Excerpt to read —

Studio album by Spiderbait
- Released: 14 October 1996
- Recorded: March and August 1996
- Studio: Studios 301 (Sydney); Rockinghorse (Coorabell);
- Genre: Alternative rock; grunge; hard rock; experimental rock; punk rock;
- Length: 52:52
- Label: Polydor
- Producer: Spiderbait; Phil McKellar; Paul McKercher;

Spiderbait chronology
| The Unfinished Spanish Galleon of Finley Lake (1995) | Ivy and the Big Apples (1996) | Live in Canada and Australia!! (1997) |

Singles from Ivy and the Big Apples
- "Buy Me a Pony" Released: September 1996; "Hot Water & Milk" Released: December 1996; "Calypso" Released: April 1997; "Joyce's Hut"/"Horschack Army" Released: September 1997;

= Ivy and the Big Apples =

Ivy and the Big Apples is the third studio album by Australian rock band Spiderbait. It became a double platinum-selling record that reached the top 10 of the albums chart in Australia and won the 1997 ARIA Award for Best Alternative Release. It features the single "Buy Me a Pony", which was voted in at number one on the Triple J Hottest 100, 1996. The third single "Calypso" peaked at number 13 on the Australian singles chart and was notably featured in the movie 10 Things I Hate About You, despite not being included on the soundtrack. Speaking to Double J in 2016, English explained that the group's success was as surprising as it was improbable. In an interview with Rolling Stone Australia, English remarked, "We were a pretty unlikely hit band," and "[We had] two singers and this genre spread where people couldn't quite pin down what we were doing."

Professional ratings
Review scores
| Source | Rating |
| AllMusic | Star |

== Recording ==
The album was both recorded at Studios 301 in Sydney and Rockinghorse Studios in Byron Bay. The album's title was named after a lady named Ivy who lived in Finley, New South Wales and sold big apples. Tracks 1 to 6 and 12 to 16 were recorded at Studio 301 in Sydney by Phil McKellar, assisted by Aaron Pratley and produced by Phil and Spiderbait. At Studio 301 the Neve desk and many of the old microphones remained from the studios origins. The room itself was big and beautifully designed. Thus the sounds had more presence and clarity than in previous recordings. A good example of this is the track "Goin Off" where Janet's vocals were done with an old German AKG mike that dated back to the 1950s. Kram's drum sounds and Whit's guitar in "Chest Hair" and "Driving Up the Ceiling" not only reflects the warm ambience of the room but also illustrates how the studio's equipment and Phil's production improved the overall sound of the record. Tracks 7 to 11 tell a different story.

Exercise goal — Decide whether each statement agrees with the article on Ivy and the Big Apples, answering yes or no and quoting the words from the article that settle it: 1. The album was issued on the Polydor label. 2. "Calypso" appeared on the soundtrack of 10 Things I Hate About You. 3. The woman the album's title refers to lived in Sydney. The data that follow have no connection to the article on Ivy and the Big Apples.

Record excerpts —
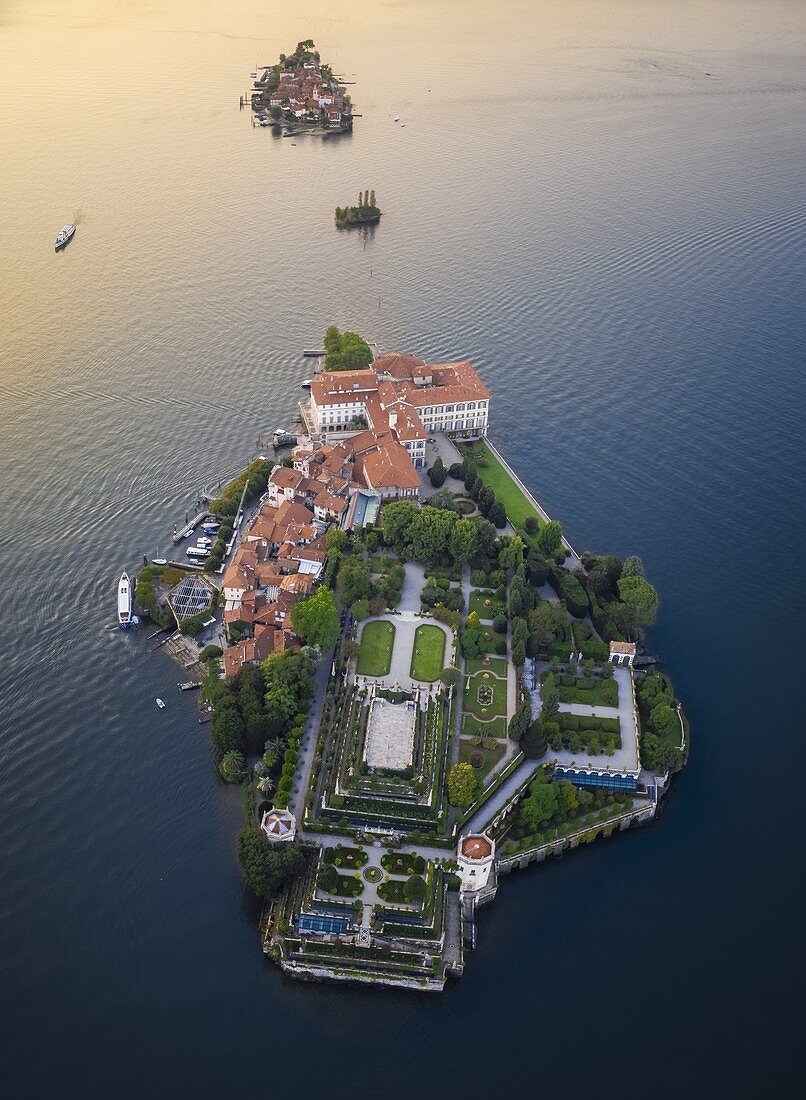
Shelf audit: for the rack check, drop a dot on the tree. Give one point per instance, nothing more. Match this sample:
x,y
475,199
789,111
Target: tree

Result of the exercise —
1. Yes: "Label: Polydor"
2. No: "despite not being included on the soundtrack"
3. No: "a lady named Ivy who lived in Finley, New South Wales"